-- DOCUMENT EXCERPT start --

Platform-Specific Installation Guide

Cross-Platform Alternative: For any operating system, you can use the setup-cpp tool to automatically install compilers, build tools, and package managers:

# Install development tools across platforms (Windows, macOS, Linux)
npx setup-cpp --compiler auto --pkg-config true

# On Windows, this can also install Chocolatey:
npx setup-cpp --compiler msvc --pkg-config true --choco true

Ubuntu/Debian (Recommended for Production)

Option A: Package Manager (Traditional)

# Update package list
sudo apt-get update

# Install GStreamer core development packages
sudo apt-get install -y \
  libgstreamer1.0-dev \
  libgstreamer-plugins-base1.0-dev \
  libgstreamer-plugins-bad1.0-dev \
  pkg-config

# Install GStreamer plugins (essential for most use cases)
sudo apt-get install -y \
  gstreamer1.0-plugins-base \
  gstreamer1.0-plugins-good \
  gstreamer1.0-plugins-bad \
  gstreamer1.0-plugins-ugly \
  gstreamer1.0-libav

# Install build tools
sudo apt-get install -y build-essential python3

Option B: Cross-Platform Setup with setup-cpp (Ubuntu)

# Install build tools automatically
npx setup-cpp --compiler auto --pkg-config true

# Then install GStreamer packages
sudo apt-get update
sudo apt-get install -y \
  libgstreamer1.0-dev \
  libgstreamer-plugins-base1.0-dev \
  libgstreamer-plugins-bad1.0-dev \
  gstreamer1.0-plugins-base \
  gstreamer1.0-plugins-good \
  gstreamer1.0-plugins-bad \
  gstreamer1.0-plugins-ugly \
  gstreamer1.0-libav

Verification:

pkg-config --cflags --libs gstreamer-1.0
gst-launch-1.0 --version

macOS (Homebrew)

-- DOCUMENT EXCERPT end --

Which platform does the installation guide mark as recommended for production? Answer using only the installation guide.

-- EXTRACTED ENTRIES start --

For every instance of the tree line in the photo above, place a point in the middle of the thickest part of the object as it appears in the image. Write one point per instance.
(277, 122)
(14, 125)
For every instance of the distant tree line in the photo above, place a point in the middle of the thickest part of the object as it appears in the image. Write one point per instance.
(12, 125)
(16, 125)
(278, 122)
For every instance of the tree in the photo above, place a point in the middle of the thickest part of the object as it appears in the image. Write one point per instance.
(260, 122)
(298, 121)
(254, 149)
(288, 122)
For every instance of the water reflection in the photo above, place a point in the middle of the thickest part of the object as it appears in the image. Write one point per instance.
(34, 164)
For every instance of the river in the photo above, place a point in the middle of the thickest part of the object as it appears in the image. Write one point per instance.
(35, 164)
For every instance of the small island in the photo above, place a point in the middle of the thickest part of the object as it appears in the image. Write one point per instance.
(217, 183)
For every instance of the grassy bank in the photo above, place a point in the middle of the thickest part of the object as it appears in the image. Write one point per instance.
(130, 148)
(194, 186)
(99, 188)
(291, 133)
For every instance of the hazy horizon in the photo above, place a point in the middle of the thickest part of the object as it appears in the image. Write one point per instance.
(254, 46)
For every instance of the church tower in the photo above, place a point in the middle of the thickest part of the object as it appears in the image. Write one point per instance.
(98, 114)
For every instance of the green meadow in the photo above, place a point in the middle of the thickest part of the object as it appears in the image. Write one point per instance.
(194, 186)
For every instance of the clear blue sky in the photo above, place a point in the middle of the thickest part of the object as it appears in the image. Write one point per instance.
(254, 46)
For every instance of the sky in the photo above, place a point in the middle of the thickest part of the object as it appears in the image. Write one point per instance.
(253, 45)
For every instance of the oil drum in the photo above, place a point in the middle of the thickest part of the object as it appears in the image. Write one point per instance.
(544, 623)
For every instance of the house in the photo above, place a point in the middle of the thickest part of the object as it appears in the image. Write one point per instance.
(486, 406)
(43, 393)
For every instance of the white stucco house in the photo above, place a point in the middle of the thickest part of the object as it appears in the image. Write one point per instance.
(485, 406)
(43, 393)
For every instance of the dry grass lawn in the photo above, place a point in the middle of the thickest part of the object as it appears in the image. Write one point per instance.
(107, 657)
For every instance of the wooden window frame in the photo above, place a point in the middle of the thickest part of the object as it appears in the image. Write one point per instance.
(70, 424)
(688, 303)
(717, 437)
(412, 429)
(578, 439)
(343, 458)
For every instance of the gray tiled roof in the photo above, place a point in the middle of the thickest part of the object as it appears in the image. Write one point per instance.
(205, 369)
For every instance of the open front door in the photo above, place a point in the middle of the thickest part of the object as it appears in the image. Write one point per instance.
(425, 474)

-- EXTRACTED ENTRIES end --

FINAL ANSWER:
Ubuntu/Debian